• [GIVEN INSTRUCTION] Rewrite the lines below as a numbered list, from the first line through the line that contains "xmin=75 ymin=25 xmax=100 ymax=61", both included. Omit blank lines, and leave the pictures out.

• [EXERCISE MATERIALS]
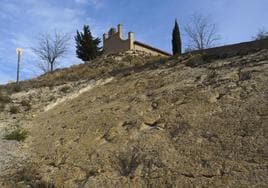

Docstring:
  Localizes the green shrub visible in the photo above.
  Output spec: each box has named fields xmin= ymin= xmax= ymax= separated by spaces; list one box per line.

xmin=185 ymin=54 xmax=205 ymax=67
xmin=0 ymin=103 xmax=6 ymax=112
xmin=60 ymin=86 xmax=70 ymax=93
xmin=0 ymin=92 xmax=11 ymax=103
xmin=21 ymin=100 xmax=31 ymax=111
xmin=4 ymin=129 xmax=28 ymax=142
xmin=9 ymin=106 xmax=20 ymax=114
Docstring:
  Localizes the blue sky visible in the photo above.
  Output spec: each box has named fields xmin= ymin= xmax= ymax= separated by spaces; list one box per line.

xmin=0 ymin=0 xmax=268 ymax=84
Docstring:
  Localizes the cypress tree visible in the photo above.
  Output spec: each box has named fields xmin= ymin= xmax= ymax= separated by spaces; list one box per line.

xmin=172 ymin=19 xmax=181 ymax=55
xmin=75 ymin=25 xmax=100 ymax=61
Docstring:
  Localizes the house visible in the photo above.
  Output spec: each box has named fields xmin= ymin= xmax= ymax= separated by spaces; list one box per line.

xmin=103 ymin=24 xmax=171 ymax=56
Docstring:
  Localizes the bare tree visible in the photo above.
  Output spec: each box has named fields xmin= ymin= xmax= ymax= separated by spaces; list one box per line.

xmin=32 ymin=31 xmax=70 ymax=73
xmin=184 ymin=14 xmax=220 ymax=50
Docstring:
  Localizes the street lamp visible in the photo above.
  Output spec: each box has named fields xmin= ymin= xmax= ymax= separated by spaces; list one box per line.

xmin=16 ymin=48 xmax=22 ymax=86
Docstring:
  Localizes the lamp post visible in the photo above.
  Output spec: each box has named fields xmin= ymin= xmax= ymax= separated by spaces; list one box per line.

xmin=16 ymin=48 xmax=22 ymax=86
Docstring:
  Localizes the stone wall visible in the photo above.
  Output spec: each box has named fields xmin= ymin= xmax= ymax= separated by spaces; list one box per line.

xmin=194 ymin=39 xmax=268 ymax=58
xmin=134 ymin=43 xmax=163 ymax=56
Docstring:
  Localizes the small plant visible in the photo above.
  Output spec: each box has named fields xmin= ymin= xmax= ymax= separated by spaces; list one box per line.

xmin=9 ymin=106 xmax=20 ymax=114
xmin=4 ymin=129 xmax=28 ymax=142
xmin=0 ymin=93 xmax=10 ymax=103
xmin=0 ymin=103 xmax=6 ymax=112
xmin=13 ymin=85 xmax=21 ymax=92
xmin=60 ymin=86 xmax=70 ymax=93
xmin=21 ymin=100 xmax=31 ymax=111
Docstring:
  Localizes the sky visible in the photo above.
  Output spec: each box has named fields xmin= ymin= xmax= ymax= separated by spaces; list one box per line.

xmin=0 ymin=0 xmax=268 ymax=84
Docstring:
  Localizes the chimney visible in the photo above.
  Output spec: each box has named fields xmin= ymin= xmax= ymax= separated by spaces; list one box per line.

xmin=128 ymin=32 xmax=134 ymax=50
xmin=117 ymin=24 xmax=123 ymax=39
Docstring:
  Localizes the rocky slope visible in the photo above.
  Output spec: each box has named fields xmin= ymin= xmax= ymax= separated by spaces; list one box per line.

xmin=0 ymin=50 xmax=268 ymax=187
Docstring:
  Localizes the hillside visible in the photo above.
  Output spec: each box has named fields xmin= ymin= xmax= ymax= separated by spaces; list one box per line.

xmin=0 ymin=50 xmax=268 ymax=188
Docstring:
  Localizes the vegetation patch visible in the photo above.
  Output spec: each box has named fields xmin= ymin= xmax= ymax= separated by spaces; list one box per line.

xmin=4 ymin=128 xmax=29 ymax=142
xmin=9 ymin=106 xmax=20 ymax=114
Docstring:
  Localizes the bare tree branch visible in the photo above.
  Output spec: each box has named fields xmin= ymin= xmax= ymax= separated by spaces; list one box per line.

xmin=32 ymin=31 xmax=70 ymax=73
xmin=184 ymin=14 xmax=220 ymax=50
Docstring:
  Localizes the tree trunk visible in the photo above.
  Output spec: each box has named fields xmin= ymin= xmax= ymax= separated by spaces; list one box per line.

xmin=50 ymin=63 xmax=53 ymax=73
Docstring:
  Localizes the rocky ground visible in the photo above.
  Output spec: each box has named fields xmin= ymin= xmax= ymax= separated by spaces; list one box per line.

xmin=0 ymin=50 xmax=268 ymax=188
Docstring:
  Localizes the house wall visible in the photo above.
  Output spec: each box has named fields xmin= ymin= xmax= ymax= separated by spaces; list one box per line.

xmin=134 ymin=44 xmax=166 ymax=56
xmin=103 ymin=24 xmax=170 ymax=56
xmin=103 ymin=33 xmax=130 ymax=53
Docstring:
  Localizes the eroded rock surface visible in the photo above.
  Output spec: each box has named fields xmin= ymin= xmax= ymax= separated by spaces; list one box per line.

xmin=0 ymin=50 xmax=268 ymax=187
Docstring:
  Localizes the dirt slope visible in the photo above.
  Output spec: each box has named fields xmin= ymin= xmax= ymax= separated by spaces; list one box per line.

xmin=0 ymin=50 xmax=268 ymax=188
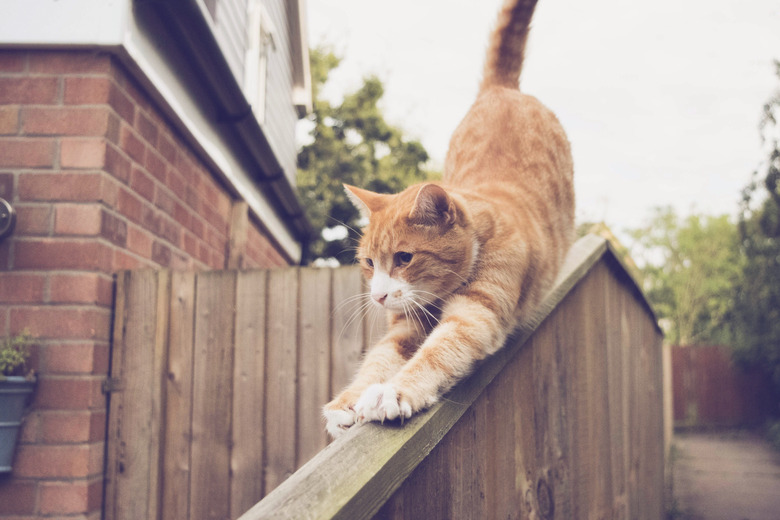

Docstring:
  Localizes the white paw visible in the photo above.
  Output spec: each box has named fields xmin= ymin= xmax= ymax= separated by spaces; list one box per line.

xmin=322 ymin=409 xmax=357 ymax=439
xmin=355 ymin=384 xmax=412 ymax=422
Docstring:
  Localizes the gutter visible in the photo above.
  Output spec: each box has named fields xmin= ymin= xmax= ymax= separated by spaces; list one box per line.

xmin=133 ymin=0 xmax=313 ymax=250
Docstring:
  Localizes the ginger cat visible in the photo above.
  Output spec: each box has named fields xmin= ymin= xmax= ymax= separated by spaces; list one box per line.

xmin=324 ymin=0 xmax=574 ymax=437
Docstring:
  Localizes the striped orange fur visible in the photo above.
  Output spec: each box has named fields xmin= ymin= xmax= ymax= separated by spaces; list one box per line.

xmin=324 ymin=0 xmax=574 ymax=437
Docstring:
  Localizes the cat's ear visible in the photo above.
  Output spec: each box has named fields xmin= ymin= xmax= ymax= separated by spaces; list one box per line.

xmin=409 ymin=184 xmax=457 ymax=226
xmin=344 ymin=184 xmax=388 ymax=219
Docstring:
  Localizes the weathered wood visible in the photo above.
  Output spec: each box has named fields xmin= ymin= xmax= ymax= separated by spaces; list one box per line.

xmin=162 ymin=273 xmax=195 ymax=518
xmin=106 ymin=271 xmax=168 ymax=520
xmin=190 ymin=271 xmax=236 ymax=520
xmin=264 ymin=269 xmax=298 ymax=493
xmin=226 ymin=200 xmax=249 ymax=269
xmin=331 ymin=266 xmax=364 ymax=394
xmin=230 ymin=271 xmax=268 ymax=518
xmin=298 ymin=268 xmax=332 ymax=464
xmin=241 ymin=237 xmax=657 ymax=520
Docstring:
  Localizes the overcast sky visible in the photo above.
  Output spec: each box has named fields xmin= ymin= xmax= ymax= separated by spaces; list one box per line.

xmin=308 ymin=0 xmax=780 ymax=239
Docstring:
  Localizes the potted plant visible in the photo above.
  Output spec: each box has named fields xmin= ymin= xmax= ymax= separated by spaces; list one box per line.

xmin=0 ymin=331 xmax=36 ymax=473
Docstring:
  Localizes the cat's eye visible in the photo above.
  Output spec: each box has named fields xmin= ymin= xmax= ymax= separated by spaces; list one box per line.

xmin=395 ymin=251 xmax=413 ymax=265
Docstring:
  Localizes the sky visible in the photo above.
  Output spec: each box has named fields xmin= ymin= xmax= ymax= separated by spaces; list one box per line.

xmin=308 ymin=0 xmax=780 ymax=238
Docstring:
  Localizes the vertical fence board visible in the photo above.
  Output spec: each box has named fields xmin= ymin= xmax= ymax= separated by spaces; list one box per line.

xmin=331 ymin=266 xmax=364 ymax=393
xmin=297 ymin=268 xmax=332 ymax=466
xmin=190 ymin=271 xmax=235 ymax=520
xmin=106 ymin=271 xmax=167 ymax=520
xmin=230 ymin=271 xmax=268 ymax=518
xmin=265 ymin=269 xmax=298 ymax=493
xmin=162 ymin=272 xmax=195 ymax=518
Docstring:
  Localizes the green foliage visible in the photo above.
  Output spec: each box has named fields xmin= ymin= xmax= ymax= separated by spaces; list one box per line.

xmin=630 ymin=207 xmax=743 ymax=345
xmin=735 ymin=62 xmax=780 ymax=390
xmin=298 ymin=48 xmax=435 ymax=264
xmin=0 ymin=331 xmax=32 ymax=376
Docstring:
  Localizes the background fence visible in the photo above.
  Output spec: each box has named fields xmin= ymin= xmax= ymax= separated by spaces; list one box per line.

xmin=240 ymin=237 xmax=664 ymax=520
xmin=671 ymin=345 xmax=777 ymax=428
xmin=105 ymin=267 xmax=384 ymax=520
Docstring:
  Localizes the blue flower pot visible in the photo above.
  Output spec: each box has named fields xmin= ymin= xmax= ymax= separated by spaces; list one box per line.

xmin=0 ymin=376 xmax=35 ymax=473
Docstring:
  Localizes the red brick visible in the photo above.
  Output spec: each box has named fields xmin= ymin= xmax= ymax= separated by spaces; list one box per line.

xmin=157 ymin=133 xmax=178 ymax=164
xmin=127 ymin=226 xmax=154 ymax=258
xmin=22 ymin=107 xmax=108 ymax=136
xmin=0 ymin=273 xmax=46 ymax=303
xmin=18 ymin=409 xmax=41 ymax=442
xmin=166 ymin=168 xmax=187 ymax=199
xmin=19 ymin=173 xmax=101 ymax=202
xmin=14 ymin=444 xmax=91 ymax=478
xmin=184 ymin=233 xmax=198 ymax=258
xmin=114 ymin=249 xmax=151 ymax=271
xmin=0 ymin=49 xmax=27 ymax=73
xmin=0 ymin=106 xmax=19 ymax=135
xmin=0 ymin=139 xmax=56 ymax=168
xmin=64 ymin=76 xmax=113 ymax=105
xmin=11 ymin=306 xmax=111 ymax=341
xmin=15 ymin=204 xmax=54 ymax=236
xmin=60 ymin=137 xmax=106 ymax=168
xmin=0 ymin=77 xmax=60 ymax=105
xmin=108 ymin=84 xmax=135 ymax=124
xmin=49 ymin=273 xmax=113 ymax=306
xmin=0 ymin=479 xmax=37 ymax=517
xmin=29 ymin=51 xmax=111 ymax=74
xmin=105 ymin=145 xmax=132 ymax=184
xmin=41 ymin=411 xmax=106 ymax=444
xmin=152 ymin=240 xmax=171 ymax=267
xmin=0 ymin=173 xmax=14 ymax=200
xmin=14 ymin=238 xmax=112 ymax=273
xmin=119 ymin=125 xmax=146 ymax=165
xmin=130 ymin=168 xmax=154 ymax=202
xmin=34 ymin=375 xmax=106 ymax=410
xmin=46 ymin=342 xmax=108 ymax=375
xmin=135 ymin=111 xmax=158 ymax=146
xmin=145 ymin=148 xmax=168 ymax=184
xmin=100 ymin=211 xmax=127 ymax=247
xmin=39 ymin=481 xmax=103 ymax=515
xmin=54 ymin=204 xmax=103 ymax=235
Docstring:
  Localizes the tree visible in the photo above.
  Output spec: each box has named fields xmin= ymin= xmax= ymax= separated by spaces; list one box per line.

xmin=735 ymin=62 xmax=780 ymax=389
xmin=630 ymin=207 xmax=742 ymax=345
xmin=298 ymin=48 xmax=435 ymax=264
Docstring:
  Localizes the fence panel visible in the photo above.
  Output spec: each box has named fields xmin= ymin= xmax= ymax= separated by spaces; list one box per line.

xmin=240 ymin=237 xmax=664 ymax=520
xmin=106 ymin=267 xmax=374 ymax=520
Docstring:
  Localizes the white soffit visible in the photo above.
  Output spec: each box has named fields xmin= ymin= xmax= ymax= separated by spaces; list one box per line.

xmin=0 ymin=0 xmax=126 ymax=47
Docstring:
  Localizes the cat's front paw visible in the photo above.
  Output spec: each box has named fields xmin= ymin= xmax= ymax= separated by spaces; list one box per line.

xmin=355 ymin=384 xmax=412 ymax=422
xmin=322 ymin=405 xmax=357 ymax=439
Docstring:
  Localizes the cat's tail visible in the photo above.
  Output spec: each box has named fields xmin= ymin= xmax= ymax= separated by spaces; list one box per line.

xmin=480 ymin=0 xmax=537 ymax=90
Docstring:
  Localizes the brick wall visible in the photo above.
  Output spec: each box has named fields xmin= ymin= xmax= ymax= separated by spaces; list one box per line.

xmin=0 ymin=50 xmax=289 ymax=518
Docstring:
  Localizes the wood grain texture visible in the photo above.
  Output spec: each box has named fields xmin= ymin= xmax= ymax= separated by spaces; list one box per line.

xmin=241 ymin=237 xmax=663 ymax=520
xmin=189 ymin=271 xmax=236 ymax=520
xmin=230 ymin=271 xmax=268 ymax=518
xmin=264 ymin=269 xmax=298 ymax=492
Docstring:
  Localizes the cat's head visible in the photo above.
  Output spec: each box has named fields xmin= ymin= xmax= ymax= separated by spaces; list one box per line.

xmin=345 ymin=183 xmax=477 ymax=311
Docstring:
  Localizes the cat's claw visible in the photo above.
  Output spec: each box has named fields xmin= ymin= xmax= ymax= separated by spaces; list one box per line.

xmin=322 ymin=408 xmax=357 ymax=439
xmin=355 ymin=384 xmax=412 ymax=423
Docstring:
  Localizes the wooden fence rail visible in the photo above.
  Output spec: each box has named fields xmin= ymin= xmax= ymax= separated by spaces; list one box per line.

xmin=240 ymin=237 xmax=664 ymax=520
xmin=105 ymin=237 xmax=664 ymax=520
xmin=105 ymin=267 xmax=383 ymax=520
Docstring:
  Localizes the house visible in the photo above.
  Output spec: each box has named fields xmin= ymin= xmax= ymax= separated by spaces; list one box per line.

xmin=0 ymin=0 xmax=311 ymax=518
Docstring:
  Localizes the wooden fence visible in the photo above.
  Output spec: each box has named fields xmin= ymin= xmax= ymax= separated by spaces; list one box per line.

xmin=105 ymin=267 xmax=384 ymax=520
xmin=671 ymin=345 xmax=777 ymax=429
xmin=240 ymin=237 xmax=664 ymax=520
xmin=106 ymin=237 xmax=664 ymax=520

• [EXERCISE RESPONSE]
1. Docstring:
2.   Localizes the green shrub visible in the photo above.
3.   Output spec: each box has named fields xmin= ymin= xmax= ymax= separated by spaces; list one box per line.
4. xmin=185 ymin=54 xmax=205 ymax=67
5. xmin=0 ymin=103 xmax=6 ymax=112
6. xmin=60 ymin=86 xmax=70 ymax=93
7. xmin=0 ymin=92 xmax=11 ymax=103
8. xmin=21 ymin=100 xmax=31 ymax=111
9. xmin=4 ymin=129 xmax=28 ymax=142
10. xmin=9 ymin=106 xmax=20 ymax=114
11. Docstring:
12.   Localizes the blue sky visible in the photo above.
13.   Output spec: each box has named fields xmin= ymin= xmax= ymax= separated by spaces; list one box per line.
14. xmin=0 ymin=0 xmax=268 ymax=84
15. Docstring:
16.   Localizes the cypress tree visible in the photo above.
17.   Output spec: each box has named fields xmin= ymin= xmax= ymax= separated by spaces; list one box per line.
18. xmin=172 ymin=19 xmax=181 ymax=55
19. xmin=75 ymin=25 xmax=100 ymax=61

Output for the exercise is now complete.